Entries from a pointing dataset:
--- START ---

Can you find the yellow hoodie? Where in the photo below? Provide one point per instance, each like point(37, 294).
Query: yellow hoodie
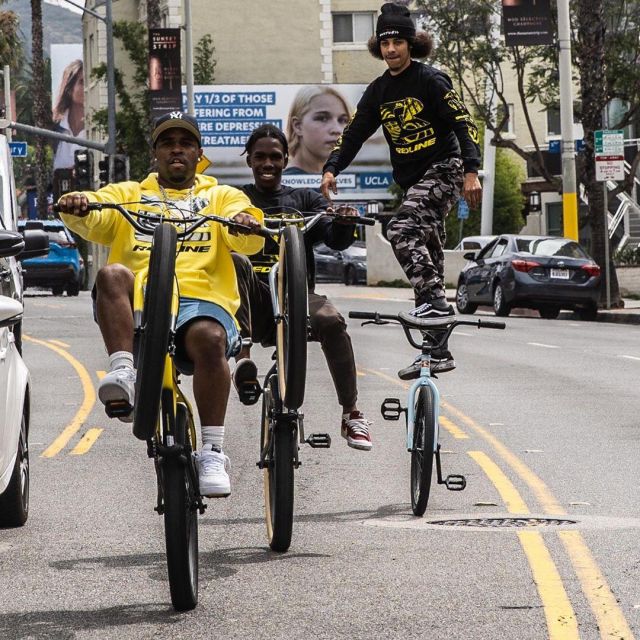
point(203, 266)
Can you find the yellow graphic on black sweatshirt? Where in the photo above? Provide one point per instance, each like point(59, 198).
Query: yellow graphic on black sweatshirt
point(408, 132)
point(462, 114)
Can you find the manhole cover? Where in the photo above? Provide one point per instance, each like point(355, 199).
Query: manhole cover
point(505, 522)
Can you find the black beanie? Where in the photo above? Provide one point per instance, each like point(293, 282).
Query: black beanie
point(394, 21)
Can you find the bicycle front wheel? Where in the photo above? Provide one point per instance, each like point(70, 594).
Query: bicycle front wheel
point(422, 452)
point(156, 324)
point(181, 522)
point(291, 335)
point(278, 442)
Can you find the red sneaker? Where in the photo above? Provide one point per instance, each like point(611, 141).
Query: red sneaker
point(355, 430)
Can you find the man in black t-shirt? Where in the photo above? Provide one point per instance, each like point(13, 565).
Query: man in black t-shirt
point(433, 145)
point(267, 153)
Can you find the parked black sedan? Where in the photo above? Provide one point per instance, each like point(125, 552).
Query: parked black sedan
point(546, 273)
point(348, 266)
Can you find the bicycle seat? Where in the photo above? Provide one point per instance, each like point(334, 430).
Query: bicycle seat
point(426, 323)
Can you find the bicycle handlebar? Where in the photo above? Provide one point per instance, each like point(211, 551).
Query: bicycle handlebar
point(190, 223)
point(373, 317)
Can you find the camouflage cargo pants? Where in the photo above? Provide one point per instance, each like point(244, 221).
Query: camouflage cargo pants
point(417, 232)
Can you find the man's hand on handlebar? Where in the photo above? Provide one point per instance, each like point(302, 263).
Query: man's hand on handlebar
point(346, 211)
point(248, 221)
point(75, 204)
point(328, 184)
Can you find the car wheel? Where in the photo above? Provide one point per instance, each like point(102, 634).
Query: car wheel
point(500, 305)
point(349, 276)
point(73, 289)
point(17, 336)
point(588, 314)
point(549, 312)
point(462, 300)
point(14, 502)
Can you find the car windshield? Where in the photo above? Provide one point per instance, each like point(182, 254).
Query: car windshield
point(550, 247)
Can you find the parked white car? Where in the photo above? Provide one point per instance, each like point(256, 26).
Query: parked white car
point(14, 377)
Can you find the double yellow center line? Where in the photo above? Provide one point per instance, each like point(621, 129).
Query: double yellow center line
point(89, 399)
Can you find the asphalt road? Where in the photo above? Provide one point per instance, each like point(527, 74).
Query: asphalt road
point(541, 418)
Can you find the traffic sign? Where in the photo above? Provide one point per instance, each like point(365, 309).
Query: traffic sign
point(463, 209)
point(609, 154)
point(18, 149)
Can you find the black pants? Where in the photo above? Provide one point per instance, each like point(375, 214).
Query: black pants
point(328, 327)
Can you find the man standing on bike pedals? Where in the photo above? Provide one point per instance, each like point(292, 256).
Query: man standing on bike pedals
point(433, 144)
point(207, 333)
point(267, 154)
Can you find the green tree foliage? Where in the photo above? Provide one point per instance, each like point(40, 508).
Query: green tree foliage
point(204, 65)
point(133, 114)
point(11, 51)
point(508, 203)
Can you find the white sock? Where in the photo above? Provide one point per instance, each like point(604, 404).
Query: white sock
point(213, 436)
point(120, 360)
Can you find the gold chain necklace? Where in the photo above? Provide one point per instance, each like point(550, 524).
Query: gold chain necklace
point(188, 197)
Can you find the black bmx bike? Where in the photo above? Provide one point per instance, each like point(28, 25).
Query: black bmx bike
point(282, 422)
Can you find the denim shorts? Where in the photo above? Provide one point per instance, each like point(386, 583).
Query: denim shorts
point(192, 309)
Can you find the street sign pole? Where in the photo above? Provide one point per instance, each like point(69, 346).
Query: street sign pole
point(609, 157)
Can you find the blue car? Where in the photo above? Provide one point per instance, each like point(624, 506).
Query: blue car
point(63, 269)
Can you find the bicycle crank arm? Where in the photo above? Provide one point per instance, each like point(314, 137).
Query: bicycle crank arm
point(455, 482)
point(319, 441)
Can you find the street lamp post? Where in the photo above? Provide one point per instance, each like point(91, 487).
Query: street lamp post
point(569, 191)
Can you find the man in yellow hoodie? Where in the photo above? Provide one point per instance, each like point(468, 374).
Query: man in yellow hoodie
point(207, 333)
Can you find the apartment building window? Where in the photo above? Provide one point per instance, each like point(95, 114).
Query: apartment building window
point(353, 27)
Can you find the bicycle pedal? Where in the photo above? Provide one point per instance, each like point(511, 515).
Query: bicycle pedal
point(391, 409)
point(118, 408)
point(455, 482)
point(249, 392)
point(319, 440)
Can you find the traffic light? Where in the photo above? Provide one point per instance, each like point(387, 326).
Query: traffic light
point(103, 174)
point(83, 170)
point(120, 168)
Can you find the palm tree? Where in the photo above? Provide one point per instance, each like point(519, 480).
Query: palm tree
point(41, 115)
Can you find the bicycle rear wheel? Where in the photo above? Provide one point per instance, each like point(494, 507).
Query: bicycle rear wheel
point(291, 335)
point(422, 453)
point(181, 521)
point(278, 442)
point(156, 324)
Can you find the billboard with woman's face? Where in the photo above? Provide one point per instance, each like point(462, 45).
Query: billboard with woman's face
point(67, 93)
point(313, 118)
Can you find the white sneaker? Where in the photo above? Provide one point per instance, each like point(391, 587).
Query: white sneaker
point(213, 467)
point(117, 392)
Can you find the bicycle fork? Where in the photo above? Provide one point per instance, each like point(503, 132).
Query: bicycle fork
point(391, 410)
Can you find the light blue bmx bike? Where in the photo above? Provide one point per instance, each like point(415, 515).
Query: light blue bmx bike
point(423, 401)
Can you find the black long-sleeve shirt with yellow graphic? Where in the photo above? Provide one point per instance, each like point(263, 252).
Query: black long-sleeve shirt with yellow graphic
point(423, 119)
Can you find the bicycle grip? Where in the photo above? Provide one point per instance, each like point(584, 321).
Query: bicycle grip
point(490, 324)
point(91, 206)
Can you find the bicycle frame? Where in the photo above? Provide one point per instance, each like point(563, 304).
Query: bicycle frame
point(423, 381)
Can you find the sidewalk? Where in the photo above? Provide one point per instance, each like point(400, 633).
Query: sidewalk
point(630, 314)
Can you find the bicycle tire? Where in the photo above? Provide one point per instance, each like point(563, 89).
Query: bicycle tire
point(180, 523)
point(280, 440)
point(422, 454)
point(156, 324)
point(291, 334)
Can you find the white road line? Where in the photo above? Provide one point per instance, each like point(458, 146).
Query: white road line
point(545, 346)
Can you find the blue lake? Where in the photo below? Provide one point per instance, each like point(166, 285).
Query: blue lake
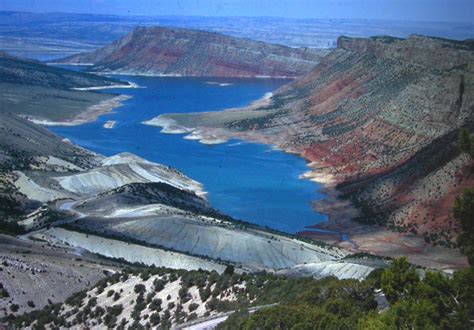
point(247, 181)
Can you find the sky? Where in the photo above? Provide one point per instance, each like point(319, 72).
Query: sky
point(460, 11)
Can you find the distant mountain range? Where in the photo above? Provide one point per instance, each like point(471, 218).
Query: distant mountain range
point(380, 117)
point(181, 52)
point(33, 89)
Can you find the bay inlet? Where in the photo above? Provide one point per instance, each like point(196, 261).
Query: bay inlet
point(248, 181)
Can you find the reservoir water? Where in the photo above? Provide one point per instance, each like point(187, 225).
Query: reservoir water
point(247, 181)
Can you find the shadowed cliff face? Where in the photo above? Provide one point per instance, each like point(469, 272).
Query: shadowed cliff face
point(380, 117)
point(165, 51)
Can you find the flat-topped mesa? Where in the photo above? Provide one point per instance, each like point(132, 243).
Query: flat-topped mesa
point(431, 52)
point(379, 116)
point(183, 52)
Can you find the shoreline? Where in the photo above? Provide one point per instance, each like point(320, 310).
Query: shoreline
point(176, 75)
point(95, 88)
point(89, 115)
point(346, 233)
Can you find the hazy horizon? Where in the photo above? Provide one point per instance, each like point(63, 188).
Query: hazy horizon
point(452, 11)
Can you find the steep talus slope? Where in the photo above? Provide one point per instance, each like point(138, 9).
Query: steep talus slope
point(171, 51)
point(379, 118)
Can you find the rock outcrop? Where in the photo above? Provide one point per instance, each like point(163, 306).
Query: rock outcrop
point(379, 118)
point(181, 52)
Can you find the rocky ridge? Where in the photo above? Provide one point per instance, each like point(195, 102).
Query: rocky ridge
point(181, 52)
point(378, 119)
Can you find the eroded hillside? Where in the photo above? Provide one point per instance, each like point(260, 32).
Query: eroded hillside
point(378, 118)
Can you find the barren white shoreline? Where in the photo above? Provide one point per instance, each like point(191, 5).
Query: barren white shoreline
point(94, 88)
point(89, 115)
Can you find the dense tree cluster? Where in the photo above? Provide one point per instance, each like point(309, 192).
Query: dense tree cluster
point(433, 302)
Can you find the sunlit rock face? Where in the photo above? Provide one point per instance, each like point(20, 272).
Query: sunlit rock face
point(181, 52)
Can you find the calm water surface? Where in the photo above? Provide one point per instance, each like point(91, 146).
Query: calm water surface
point(248, 181)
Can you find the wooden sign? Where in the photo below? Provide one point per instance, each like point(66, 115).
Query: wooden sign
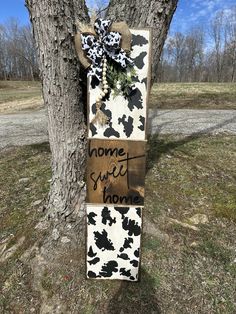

--- END ---

→ **Written exercise**
Retype the lines above word for word, starting at the line that contains "Can you find the black bmx" and ending at the line that contains "point(192, 309)", with both of those lines included.

→ **Written solution**
Can you find the black bmx bike? Where in the photo above? Provide one point per instance, each like point(28, 25).
Query: black bmx bike
point(282, 422)
Can you find the denim shorts? Where in the photo above? Provide one point per instance, each like point(386, 583).
Query: denim shorts
point(192, 309)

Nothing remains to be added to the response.